--- Pointing dataset excerpts ---
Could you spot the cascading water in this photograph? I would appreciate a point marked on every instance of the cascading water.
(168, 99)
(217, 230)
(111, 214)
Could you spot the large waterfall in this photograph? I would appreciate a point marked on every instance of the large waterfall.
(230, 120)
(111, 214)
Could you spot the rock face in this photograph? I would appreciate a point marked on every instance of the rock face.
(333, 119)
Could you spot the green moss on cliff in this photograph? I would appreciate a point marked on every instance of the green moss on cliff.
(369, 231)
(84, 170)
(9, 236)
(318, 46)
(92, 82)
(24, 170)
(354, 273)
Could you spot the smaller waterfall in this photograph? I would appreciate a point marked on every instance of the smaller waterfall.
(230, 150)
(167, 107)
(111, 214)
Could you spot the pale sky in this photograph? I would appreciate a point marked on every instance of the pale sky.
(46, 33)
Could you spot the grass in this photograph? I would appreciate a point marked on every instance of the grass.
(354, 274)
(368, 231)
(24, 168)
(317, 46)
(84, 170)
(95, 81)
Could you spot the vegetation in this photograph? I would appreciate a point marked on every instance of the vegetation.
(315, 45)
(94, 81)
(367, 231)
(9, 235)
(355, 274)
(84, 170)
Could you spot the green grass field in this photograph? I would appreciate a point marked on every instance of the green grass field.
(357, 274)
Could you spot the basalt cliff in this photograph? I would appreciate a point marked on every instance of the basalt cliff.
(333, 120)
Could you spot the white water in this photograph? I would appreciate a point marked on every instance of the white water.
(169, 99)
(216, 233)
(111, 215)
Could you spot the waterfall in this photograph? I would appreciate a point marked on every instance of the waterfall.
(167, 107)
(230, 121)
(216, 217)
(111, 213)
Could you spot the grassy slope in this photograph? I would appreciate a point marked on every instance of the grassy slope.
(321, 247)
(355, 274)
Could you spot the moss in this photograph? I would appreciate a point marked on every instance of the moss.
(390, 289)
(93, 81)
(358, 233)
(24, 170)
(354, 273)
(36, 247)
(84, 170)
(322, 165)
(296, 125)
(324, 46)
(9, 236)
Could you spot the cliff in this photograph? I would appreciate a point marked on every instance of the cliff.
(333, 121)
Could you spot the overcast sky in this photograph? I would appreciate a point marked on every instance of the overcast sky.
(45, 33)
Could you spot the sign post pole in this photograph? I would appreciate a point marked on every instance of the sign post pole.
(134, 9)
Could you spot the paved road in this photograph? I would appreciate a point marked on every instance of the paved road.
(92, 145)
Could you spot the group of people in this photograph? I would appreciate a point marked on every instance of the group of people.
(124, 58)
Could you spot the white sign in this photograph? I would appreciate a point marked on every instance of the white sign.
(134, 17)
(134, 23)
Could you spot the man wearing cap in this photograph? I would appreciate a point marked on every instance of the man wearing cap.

--- What is required ---
Print all the data exactly.

--- Result ---
Could you spot the cascading water in this photograph? I would appreciate a point marked on every instance of the cascading water.
(168, 99)
(217, 230)
(111, 214)
Could you spot the large waterfall in this photograph? I would appreciate a point marked on every instance of the large waterfall.
(230, 120)
(111, 214)
Could you spot the rock face in this photograph? I would appreciate a point marked on every instance of the rock face.
(333, 119)
Could you spot the green moss on cliff in this photograph? I would appreciate a point marked on every instance of the green moss on cliff.
(369, 231)
(84, 170)
(9, 236)
(318, 46)
(92, 82)
(24, 170)
(354, 273)
Could you spot the smaller waterfall in this photograph? I would appreciate a point marked on every instance of the smaller waterfall.
(230, 150)
(167, 107)
(111, 214)
Could you spot the pale sky in this photograph? I would appreciate a point marked on every instance of the pale sky.
(46, 33)
Could you spot the grass in this photograph? I would appreciate a point marked on every instance of the grass.
(354, 274)
(368, 231)
(24, 168)
(317, 46)
(84, 170)
(95, 81)
Could you spot the vegetation in this photograph? I would appreciate a point marked on every instance of the vegetation.
(315, 45)
(94, 81)
(367, 231)
(9, 235)
(355, 274)
(84, 170)
Could you spot the green grass field in this photograph? I would appreciate a point marked on every instance of the green grass field.
(357, 274)
Could you spot the basalt cliff in this photograph? I would appreciate a point marked on every instance of the basalt cliff.
(333, 120)
Could you spot the white water in this photograph? I would appreciate a point marked on every instance of the white water.
(169, 99)
(216, 233)
(111, 215)
Could you spot the waterfall in this photograph? I would appreciate a point marked on every instance of the waterfall.
(167, 107)
(230, 121)
(216, 217)
(111, 213)
Could you spot the grassy slope in this photograph? I would appreciate a point marked on every instance of the grassy slope.
(321, 247)
(355, 274)
Could you spot the moss in this photograph? I would appreciate a point marked on every instance of the moss.
(390, 289)
(93, 81)
(358, 233)
(24, 170)
(354, 273)
(36, 247)
(84, 170)
(322, 165)
(296, 125)
(324, 46)
(9, 236)
Could you spot the cliff in this photograph? I would appreciate a point marked on every instance of the cliff.
(333, 121)
Could you spot the overcast sky in this photograph? I would appreciate a point marked on every instance of the overcast sky.
(45, 33)
Could you spot the sign post pole in this photograph? I would appreciate a point marked on every instance of the sign post pole.
(134, 9)
Could you spot the paved road in this photograph? I would appreciate a point marked on every instance of the paved road.
(92, 145)
Could you spot the group of people in this photograph? I would appreciate a point marked on every instance of the group of people.
(124, 58)
Could you spot the white sign in this photograph? I would appreciate a point marked on every instance of the white sign.
(134, 17)
(134, 23)
Could you spot the man wearing cap in this photograph? I would appreciate a point marked on every instance of the man wearing cap.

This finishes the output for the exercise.